• [TASK PROMPT]: Copy the records below exactly, leaving out any pictures.

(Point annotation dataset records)
* * *
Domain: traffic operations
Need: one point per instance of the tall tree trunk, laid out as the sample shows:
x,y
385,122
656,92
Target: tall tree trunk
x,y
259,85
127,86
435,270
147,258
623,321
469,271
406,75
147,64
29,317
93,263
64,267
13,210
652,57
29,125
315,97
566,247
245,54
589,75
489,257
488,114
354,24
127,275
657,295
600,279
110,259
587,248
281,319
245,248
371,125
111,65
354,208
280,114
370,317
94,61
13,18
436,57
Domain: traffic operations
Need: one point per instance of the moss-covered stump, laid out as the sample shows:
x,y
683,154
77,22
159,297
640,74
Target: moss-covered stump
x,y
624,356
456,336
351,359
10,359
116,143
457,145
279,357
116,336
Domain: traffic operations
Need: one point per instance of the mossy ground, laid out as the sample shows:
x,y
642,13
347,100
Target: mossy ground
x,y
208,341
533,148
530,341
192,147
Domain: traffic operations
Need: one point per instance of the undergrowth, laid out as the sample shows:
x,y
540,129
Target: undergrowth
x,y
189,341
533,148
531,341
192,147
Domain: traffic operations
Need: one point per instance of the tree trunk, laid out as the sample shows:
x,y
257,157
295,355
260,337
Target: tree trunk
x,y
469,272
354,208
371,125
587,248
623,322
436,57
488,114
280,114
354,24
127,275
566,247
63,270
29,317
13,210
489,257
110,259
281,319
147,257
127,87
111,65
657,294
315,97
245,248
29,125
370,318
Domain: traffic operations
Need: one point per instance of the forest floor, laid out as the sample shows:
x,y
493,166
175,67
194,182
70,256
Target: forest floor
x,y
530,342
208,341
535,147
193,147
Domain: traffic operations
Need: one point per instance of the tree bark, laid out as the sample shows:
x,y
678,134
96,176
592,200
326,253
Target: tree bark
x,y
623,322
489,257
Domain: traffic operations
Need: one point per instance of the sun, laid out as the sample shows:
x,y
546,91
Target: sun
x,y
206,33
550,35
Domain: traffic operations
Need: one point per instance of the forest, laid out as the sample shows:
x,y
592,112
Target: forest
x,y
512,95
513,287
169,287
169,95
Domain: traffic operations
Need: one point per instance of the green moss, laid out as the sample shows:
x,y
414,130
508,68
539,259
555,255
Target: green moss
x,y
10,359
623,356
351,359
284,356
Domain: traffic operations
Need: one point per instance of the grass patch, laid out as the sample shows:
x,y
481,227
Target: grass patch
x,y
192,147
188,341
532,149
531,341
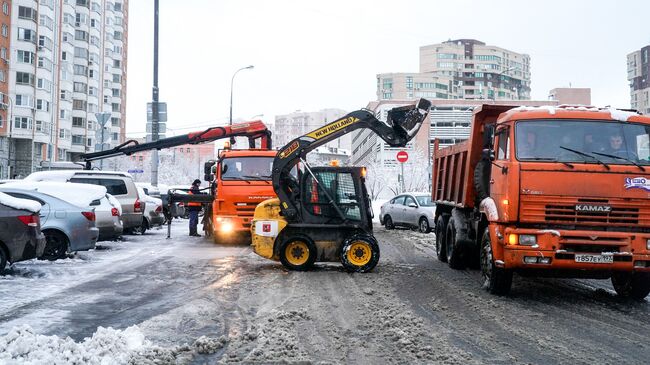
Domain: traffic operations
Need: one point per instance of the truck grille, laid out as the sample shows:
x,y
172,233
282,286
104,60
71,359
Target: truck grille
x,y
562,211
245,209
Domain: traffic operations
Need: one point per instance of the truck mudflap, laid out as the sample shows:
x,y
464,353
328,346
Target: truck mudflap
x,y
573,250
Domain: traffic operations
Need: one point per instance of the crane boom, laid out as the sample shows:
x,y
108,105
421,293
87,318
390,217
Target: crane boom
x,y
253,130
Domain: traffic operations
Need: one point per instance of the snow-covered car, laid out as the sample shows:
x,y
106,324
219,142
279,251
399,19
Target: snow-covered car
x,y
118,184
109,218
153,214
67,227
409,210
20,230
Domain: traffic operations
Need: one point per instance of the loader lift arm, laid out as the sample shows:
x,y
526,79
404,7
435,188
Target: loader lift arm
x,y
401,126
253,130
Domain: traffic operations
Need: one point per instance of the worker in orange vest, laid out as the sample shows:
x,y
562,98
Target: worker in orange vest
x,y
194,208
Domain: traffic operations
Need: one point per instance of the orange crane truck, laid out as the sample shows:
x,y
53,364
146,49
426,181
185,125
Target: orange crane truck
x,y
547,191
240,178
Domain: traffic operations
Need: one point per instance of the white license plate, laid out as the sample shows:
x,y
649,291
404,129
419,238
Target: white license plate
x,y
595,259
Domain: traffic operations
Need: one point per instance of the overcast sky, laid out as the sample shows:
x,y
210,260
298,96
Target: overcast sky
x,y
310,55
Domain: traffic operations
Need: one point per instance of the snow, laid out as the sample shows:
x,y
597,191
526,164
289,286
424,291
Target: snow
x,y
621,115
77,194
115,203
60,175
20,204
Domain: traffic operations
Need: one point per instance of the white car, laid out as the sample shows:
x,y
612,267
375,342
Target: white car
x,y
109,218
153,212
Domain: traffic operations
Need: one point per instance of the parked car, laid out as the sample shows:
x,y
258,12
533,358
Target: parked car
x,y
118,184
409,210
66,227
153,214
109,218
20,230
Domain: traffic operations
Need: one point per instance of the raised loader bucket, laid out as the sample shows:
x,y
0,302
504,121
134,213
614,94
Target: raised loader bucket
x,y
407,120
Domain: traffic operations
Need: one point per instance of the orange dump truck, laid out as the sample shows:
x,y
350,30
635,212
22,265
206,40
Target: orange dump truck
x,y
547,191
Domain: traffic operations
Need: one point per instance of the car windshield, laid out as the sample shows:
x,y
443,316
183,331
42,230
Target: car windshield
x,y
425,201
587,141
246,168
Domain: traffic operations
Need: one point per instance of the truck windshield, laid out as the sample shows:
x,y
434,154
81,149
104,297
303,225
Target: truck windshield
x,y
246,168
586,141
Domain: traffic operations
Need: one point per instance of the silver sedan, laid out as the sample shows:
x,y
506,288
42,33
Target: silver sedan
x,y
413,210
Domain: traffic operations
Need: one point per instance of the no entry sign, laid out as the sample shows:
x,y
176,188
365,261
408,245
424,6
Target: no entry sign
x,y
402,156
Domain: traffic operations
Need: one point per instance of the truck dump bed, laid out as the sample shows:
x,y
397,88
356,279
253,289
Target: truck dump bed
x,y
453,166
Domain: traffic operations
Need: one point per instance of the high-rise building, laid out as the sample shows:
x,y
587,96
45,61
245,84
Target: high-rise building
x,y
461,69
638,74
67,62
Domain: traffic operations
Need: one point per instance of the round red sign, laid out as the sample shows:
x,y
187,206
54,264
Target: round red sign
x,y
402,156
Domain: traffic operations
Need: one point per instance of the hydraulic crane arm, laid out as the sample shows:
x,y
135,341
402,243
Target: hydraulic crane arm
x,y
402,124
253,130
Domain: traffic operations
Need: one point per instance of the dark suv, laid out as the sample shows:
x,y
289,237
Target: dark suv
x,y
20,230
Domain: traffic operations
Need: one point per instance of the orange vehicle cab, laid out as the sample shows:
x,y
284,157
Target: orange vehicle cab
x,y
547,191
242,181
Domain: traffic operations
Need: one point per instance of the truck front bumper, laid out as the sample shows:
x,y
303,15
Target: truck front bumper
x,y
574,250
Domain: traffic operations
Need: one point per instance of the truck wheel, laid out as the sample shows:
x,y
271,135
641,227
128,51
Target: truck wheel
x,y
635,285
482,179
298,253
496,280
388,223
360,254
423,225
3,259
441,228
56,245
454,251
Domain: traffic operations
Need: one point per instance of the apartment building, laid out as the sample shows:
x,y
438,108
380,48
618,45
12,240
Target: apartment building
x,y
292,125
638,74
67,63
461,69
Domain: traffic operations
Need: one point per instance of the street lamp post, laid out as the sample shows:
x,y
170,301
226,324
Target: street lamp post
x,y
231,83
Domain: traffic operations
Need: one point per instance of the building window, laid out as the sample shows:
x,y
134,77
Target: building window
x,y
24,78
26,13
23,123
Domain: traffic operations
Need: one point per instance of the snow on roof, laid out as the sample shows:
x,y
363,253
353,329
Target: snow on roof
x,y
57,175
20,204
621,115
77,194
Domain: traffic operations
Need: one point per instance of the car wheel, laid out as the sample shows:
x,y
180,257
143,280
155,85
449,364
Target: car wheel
* * *
• [RESULT FOR THIS EXERCISE]:
Domain: traffic operations
Need: one point per instance of the tall tree trunk, laid out as the sample shows:
x,y
385,122
656,92
Target: tall tree trunk
x,y
259,85
127,86
435,270
147,258
623,321
469,271
406,75
147,64
29,317
93,263
64,267
13,210
652,57
29,125
315,97
566,247
245,54
589,75
489,257
488,114
354,24
127,275
657,295
600,279
110,259
587,248
281,319
245,248
371,125
111,65
354,208
280,114
370,317
94,61
13,18
436,57
Domain: traffic operations
Need: one point per instance of the moss-covered stump, laid out as the sample shows:
x,y
683,154
77,22
159,297
640,74
Target: moss-covered stump
x,y
624,356
456,336
351,359
10,359
116,143
457,145
279,357
116,336
Domain: traffic operations
Need: one point per instance of the mossy ground, laid out as the sample shows:
x,y
642,13
347,100
Target: mossy ground
x,y
208,341
533,148
530,341
192,147
Domain: traffic operations
Need: one point per instance of the undergrowth, laid out as the sample shows:
x,y
540,129
Target: undergrowth
x,y
189,341
533,148
531,341
192,147
Domain: traffic operations
Need: one point per instance of the tree trunk, laid out as the sample shows:
x,y
257,157
295,355
260,337
Target: tree trunk
x,y
469,272
354,208
371,125
587,248
623,322
436,57
488,114
280,114
354,24
127,275
566,247
63,270
29,317
13,210
489,257
110,259
281,319
147,257
127,87
111,65
657,294
315,97
245,248
29,125
370,318
Domain: traffic operations
Need: one point per instance of the forest floor, laid out as the sample shows:
x,y
493,166
175,67
194,182
70,256
Target: forest floor
x,y
530,342
208,341
535,147
193,147
Domain: traffic operations
Need: one point per instance of the tree bark, laid out as the sample shows:
x,y
678,134
96,176
592,200
326,253
Target: tree bark
x,y
623,322
489,257
Domain: traffic operations
Need: one point per instance of the sun, laid out as the sample shows:
x,y
546,91
Target: sun
x,y
206,33
550,35
Domain: traffic operations
Need: one point per instance of the forest, laid out as the sample shows:
x,y
592,112
Target: forest
x,y
512,95
513,287
169,287
169,95
Domain: traffic operations
Need: one point per instance of the green moss, laid out as the sample shows:
x,y
414,130
508,68
539,259
555,255
Target: green moss
x,y
10,359
623,356
351,359
284,356
Domain: traffic operations
Need: one point per instance of the grass patch, laid out as the sample shows:
x,y
481,227
Target: grass patch
x,y
192,147
188,341
532,149
531,341
Domain: traffic operations
Need: one point per instance of the truck grille, laid out as the sample shows:
x,y
172,233
282,286
104,60
71,359
Target: truck grille
x,y
562,211
245,209
Domain: traffic operations
Need: one point per instance of the truck mudflap, laid out as the sample shows:
x,y
464,353
328,346
Target: truck mudflap
x,y
573,250
Domain: traffic operations
Need: one point per instance of the crane boom, laid out as the sample shows:
x,y
108,105
421,293
87,318
390,217
Target: crane boom
x,y
253,130
Domain: traffic operations
Need: one point per instance of the snow-covered car, laid out as the sample shows:
x,y
106,324
219,142
279,251
399,19
Target: snow-covered car
x,y
118,184
109,218
153,214
67,227
409,210
20,230
Domain: traffic operations
Need: one point per instance of the loader lift arm, laid out as the sample shows:
x,y
526,79
404,7
435,188
Target: loader lift arm
x,y
401,126
253,130
Domain: traffic operations
Need: one point per instance of the worker in orange vest, laid out as the sample shows:
x,y
562,98
Target: worker in orange vest
x,y
194,208
Domain: traffic operations
Need: one point per instance of the orange crane truck, laid out as the sample shows:
x,y
53,364
146,49
426,181
185,125
Target: orange crane truck
x,y
547,191
240,178
Domain: traffic operations
Need: one point per instance of the white license plate, laid out as the sample shows:
x,y
649,291
404,129
419,238
Target: white license plate
x,y
595,259
Domain: traffic operations
Need: one point per instance of the overcast sky, laid out as the sample shows:
x,y
210,260
298,96
Target: overcast sky
x,y
310,55
Domain: traffic operations
Need: one point per instance of the snow, laid out as the sample shows:
x,y
597,191
526,164
289,286
424,291
Target: snow
x,y
621,115
77,194
115,203
60,175
20,204
Domain: traffic operations
Need: one point per instance of the white car, laid out as the sample shows:
x,y
612,267
375,342
Target: white car
x,y
109,218
153,212
Domain: traffic operations
Need: one point per instance of the parked car, laid out as the sample shows:
x,y
258,12
533,358
Target: parked car
x,y
118,184
409,210
66,227
153,214
109,218
20,230
Domain: traffic operations
Need: one point per instance of the raised loader bucket, laid out as the sample shows:
x,y
0,302
504,121
134,213
614,94
Target: raised loader bucket
x,y
407,120
Domain: traffic operations
Need: one point per instance of the orange dump truck, laid out as the sample shows:
x,y
350,30
635,212
22,265
206,40
Target: orange dump truck
x,y
547,191
Domain: traffic operations
Need: one point per instance of the car windshield, laid out as the sample shows:
x,y
443,316
183,331
42,230
Target: car windshield
x,y
425,201
587,141
246,168
Domain: traffic operations
Need: one point per instance of the truck windshield, laid out as the sample shows:
x,y
434,154
81,149
104,297
303,225
Target: truck windshield
x,y
246,168
586,141
Domain: traffic operations
Need: one point per instance of the silver sedan, laid out as the sample shows:
x,y
506,288
42,33
Target: silver sedan
x,y
413,210
Domain: traffic operations
Need: one point per instance of the no entry sign, laid out as the sample shows:
x,y
176,188
365,261
408,245
424,6
Target: no entry sign
x,y
402,156
Domain: traffic operations
Need: one point per instance of the truck dump bed, laid out as the sample shows:
x,y
397,88
356,279
253,289
Target: truck dump bed
x,y
453,166
Domain: traffic operations
Need: one point per instance of the high-rise building, laid out as the sample shows:
x,y
587,96
45,61
245,84
Target: high-rise building
x,y
461,69
638,74
67,62
Domain: traffic operations
Need: one point per instance of the round red sign, laid out as the sample shows:
x,y
187,206
54,264
Target: round red sign
x,y
402,156
Domain: traffic operations
Need: one point per instance of the hydraulic crane arm, laid out as the sample shows:
x,y
135,341
402,243
Target: hydraulic crane arm
x,y
402,124
253,130
Domain: traffic operations
Need: one point per instance of the dark suv, laid out as the sample shows:
x,y
289,237
Target: dark suv
x,y
20,230
Domain: traffic operations
Need: one point per instance of the orange vehicle cab, laid out as the sample shows:
x,y
284,157
Target: orange vehicle cab
x,y
547,191
242,181
Domain: traffic operations
Need: one point per instance of the truck front bumper, laid out as the sample shows:
x,y
303,15
Target: truck front bumper
x,y
574,250
Domain: traffic operations
Need: one point per instance of the truck wheel, laid out as the sample shows:
x,y
271,135
641,227
128,51
Target: truck wheel
x,y
635,285
482,179
298,253
496,280
388,223
360,254
423,225
3,259
441,228
56,245
454,251
Domain: traffic operations
Need: one point per instance of the apartment building, laid out as the sample shows:
x,y
438,108
380,48
618,45
12,240
Target: apartment building
x,y
292,125
638,74
67,63
461,69
Domain: traffic operations
Need: one point per instance of the street lamp post, laid out as the sample shows:
x,y
170,301
226,324
Target: street lamp post
x,y
231,83
Domain: traffic operations
Need: one point per instance of the building window, laid out as the sample shows:
x,y
134,77
Target: building window
x,y
24,78
26,13
23,123
Domain: traffic operations
Need: one point per instance of the snow on roof, laid out as the sample shows:
x,y
363,253
353,329
Target: snow on roof
x,y
57,175
20,204
621,115
77,194
Domain: traffic operations
Need: one point per instance of the car wheel, laid out as the sample shows:
x,y
180,257
143,280
155,85
449,364
Target: car wheel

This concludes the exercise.